══ Material provided

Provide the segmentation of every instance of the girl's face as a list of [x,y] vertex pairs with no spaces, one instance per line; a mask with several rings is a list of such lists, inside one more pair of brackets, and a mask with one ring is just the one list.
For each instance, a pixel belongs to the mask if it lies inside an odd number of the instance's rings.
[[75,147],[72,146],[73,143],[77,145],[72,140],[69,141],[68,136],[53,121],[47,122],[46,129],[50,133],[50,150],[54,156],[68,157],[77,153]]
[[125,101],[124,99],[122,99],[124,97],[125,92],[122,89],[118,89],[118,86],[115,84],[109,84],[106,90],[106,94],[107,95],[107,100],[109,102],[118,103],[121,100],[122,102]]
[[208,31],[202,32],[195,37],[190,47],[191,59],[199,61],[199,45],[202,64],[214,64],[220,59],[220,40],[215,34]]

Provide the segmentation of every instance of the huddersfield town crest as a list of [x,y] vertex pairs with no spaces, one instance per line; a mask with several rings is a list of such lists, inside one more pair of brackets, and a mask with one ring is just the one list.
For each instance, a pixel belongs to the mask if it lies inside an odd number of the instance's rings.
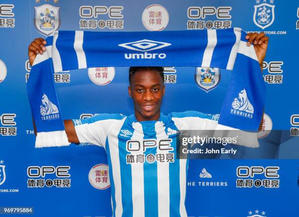
[[48,36],[58,29],[60,24],[60,8],[47,4],[34,7],[34,24],[42,34]]
[[0,165],[0,185],[5,181],[6,179],[5,166],[4,165]]
[[275,18],[275,5],[267,3],[255,5],[255,13],[253,18],[256,25],[263,29],[271,26],[273,23]]
[[218,68],[196,67],[195,74],[196,83],[207,92],[216,88],[220,78],[220,69]]

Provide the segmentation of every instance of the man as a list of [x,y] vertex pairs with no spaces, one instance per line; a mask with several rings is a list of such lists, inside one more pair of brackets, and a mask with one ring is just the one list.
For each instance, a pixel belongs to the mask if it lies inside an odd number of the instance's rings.
[[[268,38],[246,36],[253,43],[261,69]],[[28,48],[32,65],[46,42],[35,39]],[[188,161],[176,159],[179,130],[206,130],[214,116],[188,111],[161,113],[165,92],[162,67],[131,67],[128,93],[134,113],[101,114],[64,121],[69,142],[103,147],[107,154],[113,217],[187,217],[185,207]]]

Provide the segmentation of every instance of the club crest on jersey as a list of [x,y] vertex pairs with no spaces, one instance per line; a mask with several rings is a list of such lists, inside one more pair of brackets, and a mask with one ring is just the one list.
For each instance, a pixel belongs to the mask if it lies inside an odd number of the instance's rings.
[[165,54],[152,54],[148,53],[147,52],[160,49],[171,45],[171,44],[169,43],[145,39],[132,42],[120,44],[118,46],[127,49],[144,52],[143,54],[125,54],[125,58],[126,59],[155,59],[156,58],[164,59],[166,57]]
[[254,108],[248,99],[245,88],[239,92],[238,98],[235,98],[232,107],[231,114],[250,119],[253,117]]
[[40,106],[40,112],[42,115],[42,121],[56,119],[60,117],[58,108],[50,101],[44,93],[42,97],[42,105]]
[[6,179],[5,166],[4,165],[0,165],[0,185],[5,181]]
[[[256,1],[256,2],[259,2],[259,1]],[[266,2],[266,1],[263,2]],[[270,0],[270,2],[273,3],[273,1]],[[267,3],[255,5],[255,13],[253,17],[255,24],[262,29],[271,25],[275,18],[275,5]]]
[[34,7],[34,24],[42,34],[48,36],[58,29],[60,24],[60,8],[48,4]]
[[220,69],[218,68],[196,67],[195,74],[196,84],[207,92],[216,88],[220,78]]

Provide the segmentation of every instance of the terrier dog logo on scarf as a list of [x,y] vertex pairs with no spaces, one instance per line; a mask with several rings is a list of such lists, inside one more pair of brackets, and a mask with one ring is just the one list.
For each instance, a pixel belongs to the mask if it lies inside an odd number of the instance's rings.
[[42,115],[42,120],[59,118],[59,111],[57,107],[50,101],[46,94],[43,93],[42,97],[42,105],[40,107],[40,111]]
[[235,98],[232,106],[233,109],[231,109],[231,114],[250,119],[253,117],[254,107],[248,99],[245,88],[239,93],[238,98]]

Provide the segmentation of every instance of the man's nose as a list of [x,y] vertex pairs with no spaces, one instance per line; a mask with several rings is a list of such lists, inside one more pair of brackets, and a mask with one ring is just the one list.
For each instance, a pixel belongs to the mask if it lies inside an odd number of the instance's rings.
[[147,101],[150,101],[154,99],[153,95],[151,91],[147,90],[143,95],[143,100]]

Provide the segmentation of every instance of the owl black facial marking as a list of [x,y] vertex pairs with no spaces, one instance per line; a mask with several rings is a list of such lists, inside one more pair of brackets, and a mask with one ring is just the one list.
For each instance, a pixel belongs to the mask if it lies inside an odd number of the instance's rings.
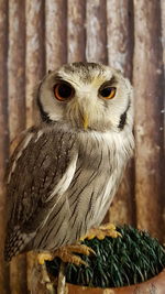
[[121,131],[123,130],[123,128],[124,128],[124,126],[125,126],[125,123],[127,123],[127,115],[128,115],[128,110],[129,110],[129,108],[130,108],[130,105],[131,105],[131,101],[129,101],[129,105],[128,105],[125,111],[120,116],[120,122],[119,122],[118,128],[119,128]]
[[36,104],[38,106],[38,110],[40,110],[40,113],[41,113],[41,118],[42,118],[42,121],[46,122],[46,123],[51,123],[52,120],[50,119],[48,117],[48,113],[46,111],[44,111],[43,109],[43,106],[41,104],[41,100],[40,100],[40,90],[41,90],[41,86],[42,86],[42,83],[38,87],[38,92],[37,92],[37,98],[36,98]]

════

**Task description**
Transcribe the records word for word and include no pictures.

**Correct result**
Provide the segmentation of every instance of the girl's face as a list of [x,y] vertex pairs with no spaces, one instance per line; a mask with several rings is a list of such lists, inside one more pair of brackets, and a mask with one ring is just the one list.
For each instance, a pixel belongs to the mask if it lies inside an odd number of the instance's rings.
[[75,147],[72,146],[73,143],[77,145],[72,140],[69,141],[68,136],[53,121],[47,122],[46,129],[50,133],[50,150],[54,156],[68,157],[77,153]]
[[125,101],[124,99],[122,99],[124,97],[125,92],[122,89],[118,89],[118,86],[115,84],[109,84],[106,90],[106,94],[107,95],[107,100],[109,102],[118,103],[121,100],[122,102]]
[[208,31],[202,32],[195,37],[190,47],[191,59],[199,61],[199,45],[202,64],[214,64],[220,59],[220,40],[215,34]]

Provide the segmentation of every instance of the huddersfield town crest as a list of [x,y] vertex pairs with no spaces, one instance per line; a mask with several rings is a list of such lists, inside one more pair of brackets, and a mask with one ring is just the one list.
For each instance, a pixel belongs to the mask if it lies inside an odd number of the instance's rings.
[[48,36],[58,29],[60,24],[60,8],[47,4],[34,7],[34,24],[42,34]]
[[0,165],[0,185],[5,181],[6,179],[5,166],[4,165]]
[[275,18],[275,5],[267,3],[255,5],[255,13],[253,18],[256,25],[263,29],[271,26],[273,23]]
[[218,68],[196,67],[195,74],[196,83],[207,92],[216,88],[220,78],[220,69]]

Provide the segmentation of every instance of the man as a list of [x,y] vertex pairs with no spaces, one instance per line; a mask with several rings is a list of such lists, inside one more pair of brackets, and a mask with one ring is just the one list.
For each instance, a pixel belongs to the mask if it lies inside an odd number of the instance's rings.
[[[268,38],[246,36],[253,43],[261,69]],[[28,48],[32,65],[46,42],[35,39]],[[188,161],[176,159],[179,130],[206,130],[214,116],[188,111],[161,113],[165,92],[162,67],[131,67],[128,93],[134,113],[101,114],[64,121],[69,142],[103,147],[107,154],[113,217],[187,217],[185,207]]]

Provide the segmentation of every instance of the club crest on jersey as a list of [x,y] vertex pairs with no spaces, one instance per line; a mask with several rings is a list of such lists, inside one more pair of brackets, and a mask with one ring is just the one list.
For each instance, a pixel belongs to the mask if it lies inside an odd number of the instance's rings.
[[165,54],[152,54],[148,53],[147,52],[160,49],[171,45],[171,44],[169,43],[145,39],[132,42],[120,44],[118,46],[127,49],[144,52],[143,54],[125,54],[125,58],[126,59],[155,59],[156,58],[164,59],[166,57]]
[[254,108],[248,99],[245,88],[239,92],[238,98],[235,98],[232,107],[231,114],[250,119],[253,117]]
[[40,106],[40,112],[42,115],[42,121],[56,119],[60,117],[58,108],[50,101],[44,93],[42,97],[42,105]]
[[6,179],[5,166],[4,165],[0,165],[0,185],[5,181]]
[[[256,1],[256,2],[259,2],[259,1]],[[266,2],[266,1],[263,2]],[[270,0],[270,2],[273,3],[273,1]],[[267,3],[255,5],[255,13],[253,17],[255,24],[262,29],[271,25],[275,18],[275,5]]]
[[34,7],[34,24],[42,34],[48,36],[58,29],[60,24],[60,8],[48,4]]
[[220,69],[218,68],[196,67],[195,74],[196,84],[207,92],[216,88],[220,78]]

Provide the segmentation of every instance of the terrier dog logo on scarf as a list of [x,y] vertex pairs with no spaces, one instance per line; a mask with several rings is a list of such lists, inside one more pair of brackets, and a mask with one ring is just the one list.
For each instance, a pixel belongs to the mask if it lies inside an odd number of the instance's rings.
[[42,115],[42,120],[59,118],[59,111],[57,107],[50,101],[46,94],[43,93],[42,97],[42,105],[40,107],[40,111]]
[[235,98],[232,106],[233,109],[231,109],[231,114],[250,119],[253,117],[254,107],[248,99],[245,88],[239,93],[238,98]]

Provide the segmentation of every instance of the man's nose as a list of [x,y] vertex pairs with no spaces, one instance per line; a mask with several rings is a list of such lists, inside one more pair of brackets, and a mask with one ring is just the one list.
For each instance, a pixel belongs to the mask if it lies inside an odd number of the instance's rings.
[[147,101],[150,101],[154,99],[153,95],[151,91],[147,90],[143,95],[143,100]]

Provide the segmentation of every instance of the owl black facial marking as a list of [x,y] vertex pairs with no spaces, one instance per line; a mask with several rings is a list of such lists, inside one more pair of brackets, and a mask with one ring is just the one list.
For each instance, a pixel belongs to the mask if it lies inside an odd number of the instance's rings.
[[121,131],[123,130],[123,128],[124,128],[124,126],[125,126],[125,123],[127,123],[127,115],[128,115],[128,110],[129,110],[129,108],[130,108],[130,105],[131,105],[131,101],[129,101],[129,105],[128,105],[125,111],[120,116],[120,122],[119,122],[118,128],[119,128]]
[[36,104],[38,106],[38,110],[40,110],[40,113],[41,113],[41,118],[42,118],[42,121],[46,122],[46,123],[51,123],[52,120],[50,119],[48,117],[48,113],[46,111],[44,111],[43,109],[43,106],[41,104],[41,100],[40,100],[40,90],[41,90],[41,86],[42,86],[42,83],[38,87],[38,92],[37,92],[37,98],[36,98]]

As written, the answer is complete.